- _Problem description_
Your response should be an exact transcription of the data, images excluded.

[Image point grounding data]

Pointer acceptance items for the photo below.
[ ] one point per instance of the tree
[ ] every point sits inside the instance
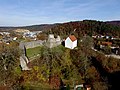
(9, 59)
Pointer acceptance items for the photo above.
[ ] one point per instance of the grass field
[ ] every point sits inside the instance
(31, 52)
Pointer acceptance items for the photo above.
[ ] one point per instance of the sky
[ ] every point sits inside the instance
(32, 12)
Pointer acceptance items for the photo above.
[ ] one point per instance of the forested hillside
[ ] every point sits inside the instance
(89, 27)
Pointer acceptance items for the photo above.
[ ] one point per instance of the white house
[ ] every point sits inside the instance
(71, 42)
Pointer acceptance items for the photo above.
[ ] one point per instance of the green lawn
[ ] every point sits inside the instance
(31, 52)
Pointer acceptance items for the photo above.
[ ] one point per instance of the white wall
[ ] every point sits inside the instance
(75, 44)
(68, 43)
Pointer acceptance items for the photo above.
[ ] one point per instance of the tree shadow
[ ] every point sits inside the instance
(113, 79)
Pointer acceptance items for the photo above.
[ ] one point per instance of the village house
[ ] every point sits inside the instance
(52, 41)
(71, 42)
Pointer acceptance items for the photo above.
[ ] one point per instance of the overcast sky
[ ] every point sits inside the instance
(30, 12)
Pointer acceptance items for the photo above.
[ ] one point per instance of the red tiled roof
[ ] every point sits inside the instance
(73, 38)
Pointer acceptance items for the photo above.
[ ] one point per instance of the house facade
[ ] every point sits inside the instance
(71, 42)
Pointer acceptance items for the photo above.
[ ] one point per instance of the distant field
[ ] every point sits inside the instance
(31, 52)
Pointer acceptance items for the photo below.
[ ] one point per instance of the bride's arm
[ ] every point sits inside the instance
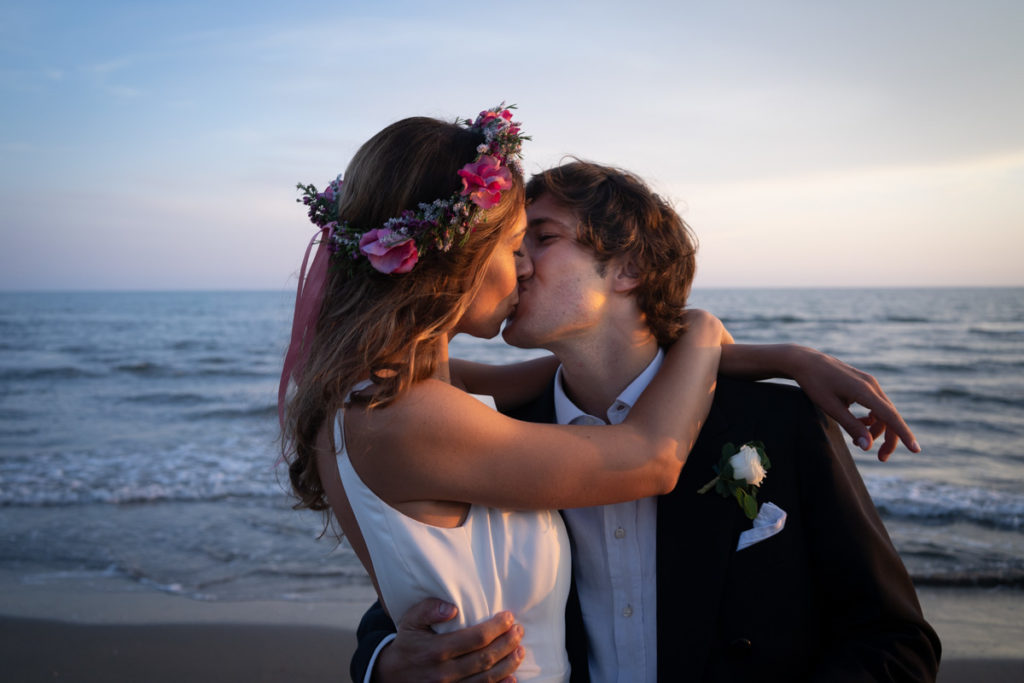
(832, 384)
(438, 443)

- _Expected answer_
Pointer acceptance items for the photo below.
[ ] one point per instance of the tree
[ ] every point sits inside the instance
(9, 59)
Pointer acceptance items for the photo above.
[ ] one point per instance of the grass field
[ ] every point sits inside the instance
(31, 52)
Pointer acceptance items for the photo above.
[ ] one point per instance of the sky
[ ] every point sits inside the instance
(32, 12)
Pointer acceptance items for the photo above.
[ ] one point per instance of the forested hillside
[ ] every point sits inside the instance
(89, 27)
Pointer acceptance items for the photo above.
[ ] one point per instance of the white house
[ ] every point sits inside the instance
(71, 42)
Pointer acceptance items for the photo above.
[ ] one point per instance of the green lawn
[ ] every point sits inside the instance
(31, 52)
Pointer acceptance items for the photo above.
[ ] one point per instance of the white wall
[ ] every point sits inside the instance
(75, 44)
(68, 43)
Pointer acceptance items for the photo above.
[ ] one point per instance of the tree shadow
[ ] every point sits inside the instance
(113, 79)
Pointer acceptance items for the photo above.
[ ] one point per instance of the village house
[ ] every point sits inside the instance
(52, 41)
(71, 42)
Pointer acceptance items for the photo above.
[ ] one point per instance of the overcast sky
[ ] every point sits inside the instance
(30, 12)
Pointer acceptance items for the photo above.
[ ] one point per instance of the red tiled roof
[ ] every point sits inside the instance
(73, 38)
Pointer acceptance items for the photo above.
[ ] one point per instance of the house facade
[ ] every point sits inside the instance
(71, 42)
Pointer acceptance items for the photo above.
[ ] one point per instance of the distant field
[ ] every point sits inside the instance
(31, 52)
Pointer acceptance items for the photo below.
[ ] one point per instance of the bride's arm
[ ] every point sits inside the instance
(832, 384)
(438, 443)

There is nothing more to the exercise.